━━━━━ Material provided

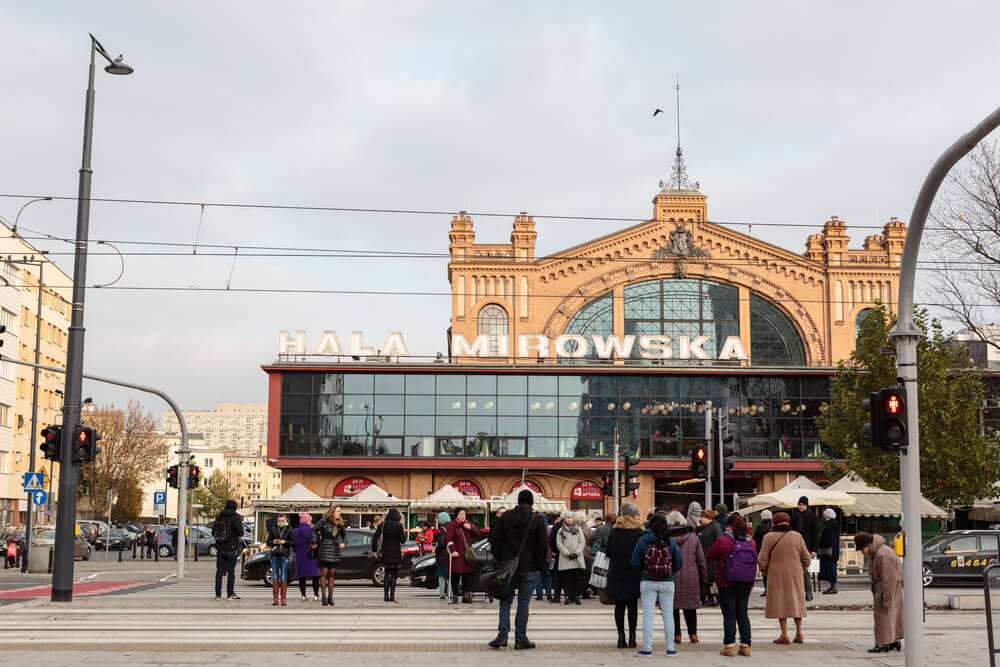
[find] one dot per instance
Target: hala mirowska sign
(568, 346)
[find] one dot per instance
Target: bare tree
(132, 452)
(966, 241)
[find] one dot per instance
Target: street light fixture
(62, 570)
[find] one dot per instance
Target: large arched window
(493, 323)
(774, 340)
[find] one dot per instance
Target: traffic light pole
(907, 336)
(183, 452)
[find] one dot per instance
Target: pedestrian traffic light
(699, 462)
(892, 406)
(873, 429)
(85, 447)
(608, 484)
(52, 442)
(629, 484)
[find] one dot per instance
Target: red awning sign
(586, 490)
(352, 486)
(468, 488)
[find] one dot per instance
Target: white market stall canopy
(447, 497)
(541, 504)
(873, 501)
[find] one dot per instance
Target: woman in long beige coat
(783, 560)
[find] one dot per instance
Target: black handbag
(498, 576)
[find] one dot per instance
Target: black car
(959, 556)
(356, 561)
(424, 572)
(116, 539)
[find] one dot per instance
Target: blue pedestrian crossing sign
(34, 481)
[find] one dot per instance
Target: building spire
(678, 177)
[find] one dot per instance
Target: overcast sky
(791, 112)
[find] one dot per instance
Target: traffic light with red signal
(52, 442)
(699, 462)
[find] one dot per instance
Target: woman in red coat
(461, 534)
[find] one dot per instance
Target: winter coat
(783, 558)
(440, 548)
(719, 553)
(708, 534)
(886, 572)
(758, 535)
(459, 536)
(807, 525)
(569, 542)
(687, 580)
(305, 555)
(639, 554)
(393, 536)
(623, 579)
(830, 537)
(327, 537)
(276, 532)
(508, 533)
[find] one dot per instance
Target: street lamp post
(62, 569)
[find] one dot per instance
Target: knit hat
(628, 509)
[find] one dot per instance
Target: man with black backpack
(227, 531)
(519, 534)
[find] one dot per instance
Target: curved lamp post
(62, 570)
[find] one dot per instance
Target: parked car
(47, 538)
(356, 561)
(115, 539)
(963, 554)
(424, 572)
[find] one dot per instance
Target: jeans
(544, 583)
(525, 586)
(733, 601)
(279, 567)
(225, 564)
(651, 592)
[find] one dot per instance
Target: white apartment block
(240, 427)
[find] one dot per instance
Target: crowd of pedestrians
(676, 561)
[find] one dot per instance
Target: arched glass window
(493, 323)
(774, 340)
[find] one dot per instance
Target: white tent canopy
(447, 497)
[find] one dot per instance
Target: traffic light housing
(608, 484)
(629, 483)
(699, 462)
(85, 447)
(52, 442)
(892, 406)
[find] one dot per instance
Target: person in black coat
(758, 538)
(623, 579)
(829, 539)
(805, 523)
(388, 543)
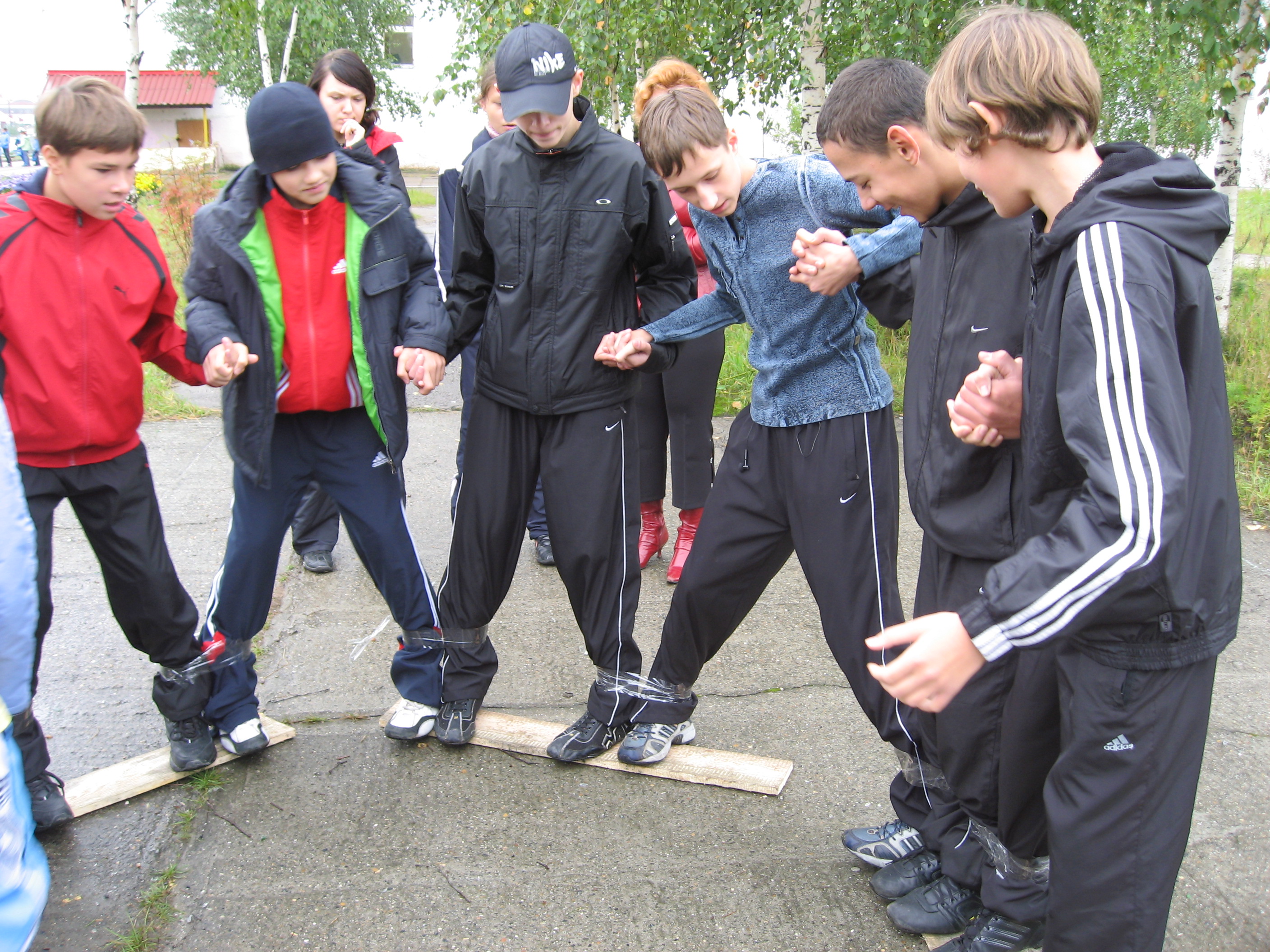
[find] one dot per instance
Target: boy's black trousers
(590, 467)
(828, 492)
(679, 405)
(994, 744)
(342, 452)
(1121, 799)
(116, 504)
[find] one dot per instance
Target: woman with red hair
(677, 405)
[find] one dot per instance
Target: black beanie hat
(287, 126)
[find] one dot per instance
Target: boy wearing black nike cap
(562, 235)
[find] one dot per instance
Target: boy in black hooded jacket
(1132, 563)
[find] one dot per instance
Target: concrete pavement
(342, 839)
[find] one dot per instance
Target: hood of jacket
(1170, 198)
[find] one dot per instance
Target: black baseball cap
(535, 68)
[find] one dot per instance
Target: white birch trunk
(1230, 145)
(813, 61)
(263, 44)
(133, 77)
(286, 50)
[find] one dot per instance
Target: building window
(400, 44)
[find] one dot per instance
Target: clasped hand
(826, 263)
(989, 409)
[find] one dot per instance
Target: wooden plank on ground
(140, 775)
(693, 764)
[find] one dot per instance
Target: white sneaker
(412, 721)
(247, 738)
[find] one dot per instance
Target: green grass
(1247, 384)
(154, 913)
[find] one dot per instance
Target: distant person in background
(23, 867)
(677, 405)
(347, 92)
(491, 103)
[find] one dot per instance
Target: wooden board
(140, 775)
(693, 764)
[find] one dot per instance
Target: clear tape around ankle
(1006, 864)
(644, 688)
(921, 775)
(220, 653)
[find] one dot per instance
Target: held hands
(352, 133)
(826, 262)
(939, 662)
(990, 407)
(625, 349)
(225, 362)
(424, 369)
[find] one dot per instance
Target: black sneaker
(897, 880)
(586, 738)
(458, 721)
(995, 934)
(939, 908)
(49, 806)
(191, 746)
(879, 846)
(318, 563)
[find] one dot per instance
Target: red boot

━━━━━━━━━━
━━━━━ Material provided

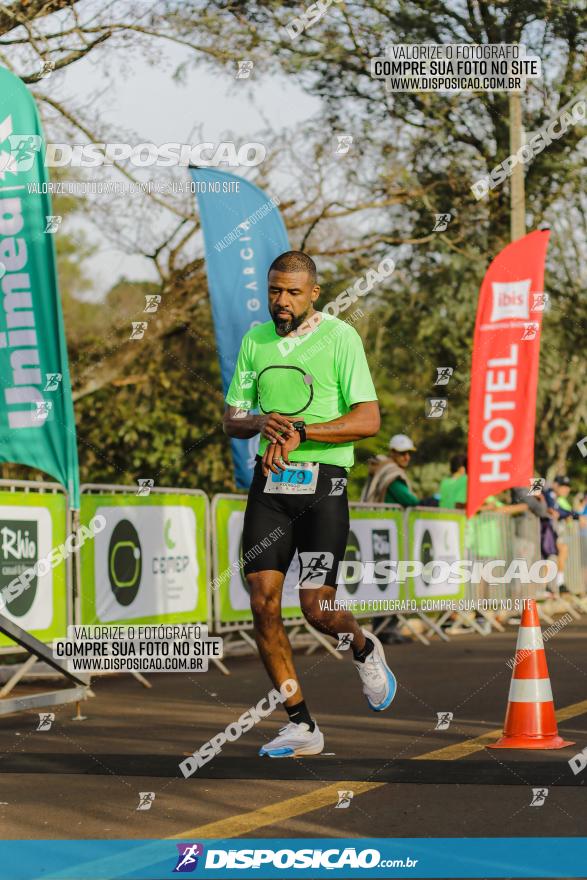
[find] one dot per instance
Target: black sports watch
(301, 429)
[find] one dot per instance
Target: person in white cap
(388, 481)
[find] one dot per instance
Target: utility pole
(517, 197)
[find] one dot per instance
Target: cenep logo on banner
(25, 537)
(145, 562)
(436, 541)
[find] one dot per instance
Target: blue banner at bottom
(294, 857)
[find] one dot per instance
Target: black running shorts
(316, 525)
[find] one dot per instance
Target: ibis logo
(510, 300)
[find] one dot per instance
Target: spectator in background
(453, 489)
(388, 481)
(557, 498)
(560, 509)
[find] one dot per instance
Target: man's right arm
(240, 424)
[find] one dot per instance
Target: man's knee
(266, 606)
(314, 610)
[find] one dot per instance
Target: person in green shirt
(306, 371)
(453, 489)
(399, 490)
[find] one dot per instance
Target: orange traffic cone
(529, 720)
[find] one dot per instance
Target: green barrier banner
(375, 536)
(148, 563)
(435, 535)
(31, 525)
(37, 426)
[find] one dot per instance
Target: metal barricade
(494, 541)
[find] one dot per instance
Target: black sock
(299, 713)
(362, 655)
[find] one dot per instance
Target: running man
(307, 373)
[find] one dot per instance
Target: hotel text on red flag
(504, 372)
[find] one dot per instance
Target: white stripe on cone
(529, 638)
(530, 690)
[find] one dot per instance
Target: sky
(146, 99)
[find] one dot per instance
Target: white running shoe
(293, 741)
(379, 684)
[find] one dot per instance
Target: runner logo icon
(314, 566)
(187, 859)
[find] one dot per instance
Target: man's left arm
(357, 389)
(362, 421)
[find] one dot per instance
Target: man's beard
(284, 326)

━━━━━━━━━━

Select every line in the items above that contains the word "banner", and copy each one. Case counts.

Target: cenep logo on banner
Target: blue banner at bottom
Target: green barrier banner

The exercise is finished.